Aim:
Print every one of the following rows verbatim, changing nothing.

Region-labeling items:

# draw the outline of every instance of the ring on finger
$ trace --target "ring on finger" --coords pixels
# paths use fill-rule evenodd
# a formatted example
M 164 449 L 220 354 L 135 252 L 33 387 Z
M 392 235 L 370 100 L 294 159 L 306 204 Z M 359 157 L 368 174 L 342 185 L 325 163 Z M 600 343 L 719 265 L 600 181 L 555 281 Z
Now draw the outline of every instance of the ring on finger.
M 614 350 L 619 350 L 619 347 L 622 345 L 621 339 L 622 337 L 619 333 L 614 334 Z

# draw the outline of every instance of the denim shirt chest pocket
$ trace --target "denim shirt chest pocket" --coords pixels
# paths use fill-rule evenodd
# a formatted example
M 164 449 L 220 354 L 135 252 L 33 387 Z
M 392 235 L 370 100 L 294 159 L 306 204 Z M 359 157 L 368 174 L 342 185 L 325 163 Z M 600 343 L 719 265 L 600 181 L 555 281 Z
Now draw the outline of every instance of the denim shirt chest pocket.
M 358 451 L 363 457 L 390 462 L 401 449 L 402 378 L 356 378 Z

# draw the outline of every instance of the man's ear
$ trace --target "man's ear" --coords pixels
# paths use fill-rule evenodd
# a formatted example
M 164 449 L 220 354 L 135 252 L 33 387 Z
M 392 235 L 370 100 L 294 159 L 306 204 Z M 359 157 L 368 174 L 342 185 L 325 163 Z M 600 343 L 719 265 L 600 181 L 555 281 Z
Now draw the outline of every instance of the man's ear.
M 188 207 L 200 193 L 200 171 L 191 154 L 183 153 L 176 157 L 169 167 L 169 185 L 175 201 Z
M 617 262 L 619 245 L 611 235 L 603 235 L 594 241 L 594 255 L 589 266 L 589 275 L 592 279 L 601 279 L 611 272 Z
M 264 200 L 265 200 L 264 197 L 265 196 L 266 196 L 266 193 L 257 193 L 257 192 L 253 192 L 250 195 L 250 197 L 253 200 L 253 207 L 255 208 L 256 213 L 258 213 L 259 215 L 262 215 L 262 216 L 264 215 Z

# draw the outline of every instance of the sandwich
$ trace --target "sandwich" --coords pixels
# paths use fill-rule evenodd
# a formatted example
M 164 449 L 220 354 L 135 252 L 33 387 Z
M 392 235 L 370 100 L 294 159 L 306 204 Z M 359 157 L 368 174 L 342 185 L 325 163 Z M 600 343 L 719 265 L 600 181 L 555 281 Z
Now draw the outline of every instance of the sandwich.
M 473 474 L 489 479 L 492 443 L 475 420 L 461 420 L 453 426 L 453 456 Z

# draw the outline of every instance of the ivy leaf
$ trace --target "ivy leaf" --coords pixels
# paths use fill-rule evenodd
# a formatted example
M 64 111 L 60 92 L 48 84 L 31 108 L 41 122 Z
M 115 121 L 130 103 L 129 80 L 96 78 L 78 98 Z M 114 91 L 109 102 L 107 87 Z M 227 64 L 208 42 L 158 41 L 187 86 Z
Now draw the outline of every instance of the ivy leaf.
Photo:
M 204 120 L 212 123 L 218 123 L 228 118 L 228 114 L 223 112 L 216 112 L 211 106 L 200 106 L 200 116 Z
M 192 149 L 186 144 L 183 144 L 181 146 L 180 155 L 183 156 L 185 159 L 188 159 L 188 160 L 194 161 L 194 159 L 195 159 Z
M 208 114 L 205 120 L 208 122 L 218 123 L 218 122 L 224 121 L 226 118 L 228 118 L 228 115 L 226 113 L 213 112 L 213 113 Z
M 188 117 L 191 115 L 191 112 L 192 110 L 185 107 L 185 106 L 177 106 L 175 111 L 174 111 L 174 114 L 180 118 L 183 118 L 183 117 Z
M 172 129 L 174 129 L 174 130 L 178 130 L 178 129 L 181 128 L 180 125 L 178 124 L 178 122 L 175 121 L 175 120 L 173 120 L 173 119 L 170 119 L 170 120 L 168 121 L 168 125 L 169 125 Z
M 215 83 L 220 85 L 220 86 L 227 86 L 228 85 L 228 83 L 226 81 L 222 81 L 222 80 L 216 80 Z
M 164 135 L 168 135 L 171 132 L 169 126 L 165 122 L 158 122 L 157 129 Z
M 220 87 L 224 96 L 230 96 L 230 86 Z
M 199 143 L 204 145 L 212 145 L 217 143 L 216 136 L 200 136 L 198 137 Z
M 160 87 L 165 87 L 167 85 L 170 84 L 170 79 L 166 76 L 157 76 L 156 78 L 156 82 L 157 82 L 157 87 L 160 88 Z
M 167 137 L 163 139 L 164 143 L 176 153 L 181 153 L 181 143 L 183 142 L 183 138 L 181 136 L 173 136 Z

Task solution:
# draw the outline of every instance of the ring on finger
$ trace --target "ring on finger" --coords pixels
# paths use fill-rule evenodd
# a formatted example
M 164 449 L 220 354 L 135 252 L 33 387 Z
M 392 235 L 370 100 L 294 159 L 306 204 Z M 359 157 L 368 174 L 342 185 L 325 163 Z M 600 343 L 719 265 L 600 181 L 555 281 Z
Now draw the outline of every instance of the ring on finger.
M 614 350 L 619 350 L 619 347 L 622 345 L 621 339 L 622 337 L 619 333 L 614 334 Z

# draw the outline of every instance of the denim shirt chest pocket
$ trace --target "denim shirt chest pocket" --coords pixels
# paths use fill-rule evenodd
# a formatted example
M 164 449 L 220 354 L 135 252 L 33 387 Z
M 392 235 L 370 100 L 294 159 L 306 204 Z M 359 157 L 368 174 L 342 185 L 325 163 Z M 600 343 L 719 265 L 600 181 L 555 281 Z
Now draw the outline of every instance of the denim shirt chest pocket.
M 358 451 L 363 457 L 390 462 L 401 449 L 402 378 L 356 378 Z

# draw the outline of every instance of the man's ear
$ trace --target "man's ear" --coords pixels
# paths use fill-rule evenodd
# a formatted example
M 164 449 L 220 354 L 135 252 L 33 387 Z
M 392 235 L 370 100 L 294 159 L 306 204 Z M 359 157 L 368 174 L 342 185 L 325 163 Z M 600 343 L 719 265 L 600 181 L 555 281 Z
Now draw the outline of every instance of the man's ear.
M 188 207 L 200 193 L 200 171 L 191 154 L 183 153 L 176 157 L 169 167 L 169 185 L 175 201 Z
M 617 262 L 619 245 L 611 235 L 603 235 L 594 241 L 594 255 L 589 266 L 589 275 L 592 279 L 601 279 L 611 272 Z
M 264 200 L 265 200 L 264 197 L 265 196 L 266 196 L 266 193 L 257 193 L 257 192 L 253 192 L 250 195 L 250 197 L 253 200 L 253 207 L 255 208 L 256 213 L 258 213 L 259 215 L 262 215 L 262 216 L 264 215 Z

# draw the outline of every instance of the sandwich
$ trace --target "sandwich" --coords pixels
# paths use fill-rule evenodd
# a formatted example
M 164 449 L 220 354 L 135 252 L 33 387 Z
M 392 235 L 370 100 L 294 159 L 306 204 Z M 359 157 L 368 174 L 342 185 L 325 163 Z M 600 343 L 719 265 L 600 181 L 555 281 Z
Now draw the outline of every instance of the sandwich.
M 473 474 L 489 479 L 492 443 L 475 420 L 461 420 L 453 426 L 453 456 Z

# draw the outline of every instance of the ivy leaf
$ trace --target "ivy leaf" --coords pixels
# paths use fill-rule evenodd
# a formatted example
M 64 111 L 60 92 L 48 84 L 31 108 L 41 122 Z
M 115 121 L 130 103 L 129 80 L 96 78 L 78 98 Z M 114 91 L 109 102 L 107 87 Z M 227 64 L 208 42 L 158 41 L 187 86 Z
Now draw the outline of every instance of the ivy leaf.
Photo:
M 204 120 L 212 123 L 218 123 L 228 118 L 228 114 L 223 112 L 216 112 L 211 106 L 200 106 L 200 116 Z
M 192 149 L 186 144 L 183 144 L 181 146 L 180 155 L 183 156 L 185 159 L 188 159 L 188 160 L 194 161 L 194 159 L 195 159 Z
M 208 114 L 205 120 L 208 122 L 218 123 L 218 122 L 224 121 L 226 118 L 228 118 L 228 115 L 226 113 L 213 112 L 213 113 Z
M 188 117 L 191 115 L 191 112 L 192 110 L 185 107 L 185 106 L 177 106 L 175 111 L 174 111 L 174 114 L 180 118 L 183 118 L 183 117 Z
M 172 129 L 174 129 L 174 130 L 178 130 L 178 129 L 181 128 L 180 125 L 178 124 L 178 122 L 175 121 L 175 120 L 173 120 L 173 119 L 170 119 L 170 120 L 168 121 L 168 125 L 169 125 Z
M 215 83 L 220 85 L 220 86 L 227 86 L 228 85 L 228 83 L 226 81 L 222 81 L 222 80 L 216 80 Z
M 164 135 L 168 135 L 171 132 L 169 126 L 165 122 L 158 122 L 157 129 Z
M 220 87 L 224 96 L 230 96 L 230 86 Z
M 199 143 L 204 145 L 212 145 L 217 143 L 216 136 L 200 136 L 198 137 Z
M 160 87 L 165 87 L 167 85 L 170 84 L 170 79 L 166 76 L 157 76 L 156 78 L 156 82 L 157 82 L 157 87 L 160 88 Z
M 167 137 L 163 139 L 164 143 L 176 153 L 181 153 L 181 143 L 183 142 L 183 138 L 181 136 L 173 136 Z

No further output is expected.